─── DATA SHOWN
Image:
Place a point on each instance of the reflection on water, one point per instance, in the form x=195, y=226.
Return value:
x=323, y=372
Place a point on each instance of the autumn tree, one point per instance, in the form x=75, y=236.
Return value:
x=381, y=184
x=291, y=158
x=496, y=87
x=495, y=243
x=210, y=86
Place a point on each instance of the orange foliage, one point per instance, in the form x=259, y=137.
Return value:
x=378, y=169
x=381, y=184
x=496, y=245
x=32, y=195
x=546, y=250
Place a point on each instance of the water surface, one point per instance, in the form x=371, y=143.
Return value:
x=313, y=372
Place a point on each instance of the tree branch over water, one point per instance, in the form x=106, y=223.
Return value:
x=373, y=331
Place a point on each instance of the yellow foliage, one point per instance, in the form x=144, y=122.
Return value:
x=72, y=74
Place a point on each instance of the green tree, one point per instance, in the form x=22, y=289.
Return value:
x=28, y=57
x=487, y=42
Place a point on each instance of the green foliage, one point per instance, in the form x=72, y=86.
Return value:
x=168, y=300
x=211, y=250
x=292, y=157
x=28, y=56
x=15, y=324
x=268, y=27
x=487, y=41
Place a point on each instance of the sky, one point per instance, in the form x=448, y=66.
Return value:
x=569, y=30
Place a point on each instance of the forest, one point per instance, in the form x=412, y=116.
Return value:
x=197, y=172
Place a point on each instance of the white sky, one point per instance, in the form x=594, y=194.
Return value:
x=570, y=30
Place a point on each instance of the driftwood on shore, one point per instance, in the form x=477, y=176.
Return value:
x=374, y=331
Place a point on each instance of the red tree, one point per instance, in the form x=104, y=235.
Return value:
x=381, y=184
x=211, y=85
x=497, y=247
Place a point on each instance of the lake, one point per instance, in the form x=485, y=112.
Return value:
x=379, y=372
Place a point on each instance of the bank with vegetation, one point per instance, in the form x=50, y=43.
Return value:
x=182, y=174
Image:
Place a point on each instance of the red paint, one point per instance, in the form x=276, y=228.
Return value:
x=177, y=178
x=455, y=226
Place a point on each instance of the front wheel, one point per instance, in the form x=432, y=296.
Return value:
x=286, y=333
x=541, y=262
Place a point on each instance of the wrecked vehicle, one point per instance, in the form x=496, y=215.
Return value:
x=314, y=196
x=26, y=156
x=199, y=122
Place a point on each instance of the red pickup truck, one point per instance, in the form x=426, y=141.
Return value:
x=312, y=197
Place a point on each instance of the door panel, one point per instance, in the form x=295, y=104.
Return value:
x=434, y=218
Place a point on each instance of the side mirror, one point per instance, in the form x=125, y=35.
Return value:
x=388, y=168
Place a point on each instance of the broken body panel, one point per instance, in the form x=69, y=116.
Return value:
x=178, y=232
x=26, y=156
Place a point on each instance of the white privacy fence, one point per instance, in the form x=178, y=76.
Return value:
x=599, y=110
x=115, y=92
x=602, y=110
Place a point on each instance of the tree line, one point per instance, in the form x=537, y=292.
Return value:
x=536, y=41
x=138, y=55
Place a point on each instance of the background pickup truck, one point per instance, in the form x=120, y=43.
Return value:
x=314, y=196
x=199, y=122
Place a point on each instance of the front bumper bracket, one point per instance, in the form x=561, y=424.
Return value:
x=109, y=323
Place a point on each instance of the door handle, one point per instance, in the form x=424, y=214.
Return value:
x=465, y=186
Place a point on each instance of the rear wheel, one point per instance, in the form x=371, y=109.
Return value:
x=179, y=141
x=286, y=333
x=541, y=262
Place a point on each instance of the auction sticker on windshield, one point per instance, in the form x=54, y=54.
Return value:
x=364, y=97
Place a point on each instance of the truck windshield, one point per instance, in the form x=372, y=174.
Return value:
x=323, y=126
──────
[TASK DIRECTIONS]: Write the data out in full, matching every line exactly.

[ANSWER BOX]:
Image:
Place a point on each instance of the reflection on water, one point per instance, in the form x=195, y=226.
Return value:
x=323, y=372
Place a point on each instance of the autumn tree, one point per instance, in the form x=75, y=236.
Return value:
x=381, y=184
x=291, y=158
x=496, y=87
x=495, y=243
x=210, y=86
Place a point on each instance of the orange foliage, one point per instance, in the form x=259, y=137.
Return value:
x=378, y=169
x=381, y=184
x=496, y=245
x=32, y=195
x=546, y=250
Place a point on each instance of the water surface, one point per instance, in the form x=371, y=143.
Return value:
x=313, y=372
Place a point on each instance of the tree branch over water, one point per instance, in the form x=106, y=223.
Return value:
x=373, y=331
Place a point on each instance of the yellow foliage, one point per instance, in the form x=144, y=122.
Return value:
x=72, y=74
Place a point on each instance of the green tree, one point per instance, in the form x=22, y=289.
Return value:
x=28, y=57
x=487, y=42
Place a point on each instance of the green foliage, one point per instance, in the form x=72, y=86.
Return value:
x=168, y=300
x=211, y=250
x=292, y=157
x=28, y=56
x=15, y=324
x=268, y=27
x=487, y=41
Place a point on each instance of the sky, one point per instance, in the form x=448, y=66.
Return value:
x=569, y=30
Place a point on each instance of the forest, one point per instance, in the form x=412, y=116.
Return value:
x=197, y=172
Place a point on each instance of the white sky, one point per instance, in the form x=594, y=194.
Return value:
x=570, y=30
Place a point on each instance of the driftwood on shore, one point per instance, in the form x=477, y=176.
Return value:
x=374, y=331
Place a point on each instance of the red tree, one point per instance, in the form x=104, y=235.
Return value:
x=381, y=184
x=211, y=85
x=497, y=247
Place a point on each instance of the lake, one point per instance, in the form x=485, y=112.
Return value:
x=379, y=372
Place a point on each instance of the bank with vegetation, one point per instance, in the form x=50, y=43.
Return value:
x=182, y=174
Image:
Place a point on each instance of the red paint, one point per instance, in the form x=276, y=228.
Return value:
x=177, y=178
x=455, y=226
Place a point on each instance of the front wheel, one point per instance, in the form x=432, y=296.
Return value:
x=286, y=333
x=541, y=262
Place a point on each instance of the wrecked vehicle, one point per instance, in the form x=496, y=215.
Return value:
x=314, y=196
x=26, y=156
x=199, y=122
Place a point on each instance of the red pickup truck, one point per instance, in the form x=426, y=141.
Return value:
x=312, y=197
Place a point on each instance of the door panel, one point per instance, in the form x=295, y=104.
Return value:
x=434, y=218
Place a point on each instance of the side mirror, one point per instance, in the form x=125, y=35.
Return value:
x=388, y=168
Place a point on each instance of the broken body panel, one point per instance, in the form x=69, y=116.
Return value:
x=178, y=232
x=26, y=156
Place a point on each instance of the white privacy fence, one point per instance, in the form x=178, y=76.
Return value:
x=599, y=110
x=115, y=92
x=602, y=110
Place a point on each instance of the tree line, one point per instance, in the form x=537, y=292.
Return value:
x=536, y=41
x=138, y=55
Place a point on each instance of the background pickup truck, one point per instance, in the form x=120, y=43.
Return value:
x=314, y=196
x=199, y=122
Place a point on each instance of the front bumper bracket, one point per instance, in the form x=561, y=424.
Return value:
x=109, y=323
Place a point on each instance of the door handle, one point per instance, in the form x=424, y=214.
Return value:
x=465, y=186
Place a point on each instance of the rear wheel, one point per instance, in the form x=371, y=109.
Return value:
x=179, y=141
x=286, y=333
x=541, y=262
Place a point on each instance of the auction sticker on windshield, one point per instance, in the form x=54, y=54.
Return value:
x=364, y=97
Place a point on each instance of the truck windshield, one point per instance, in the form x=372, y=174.
Return value:
x=323, y=126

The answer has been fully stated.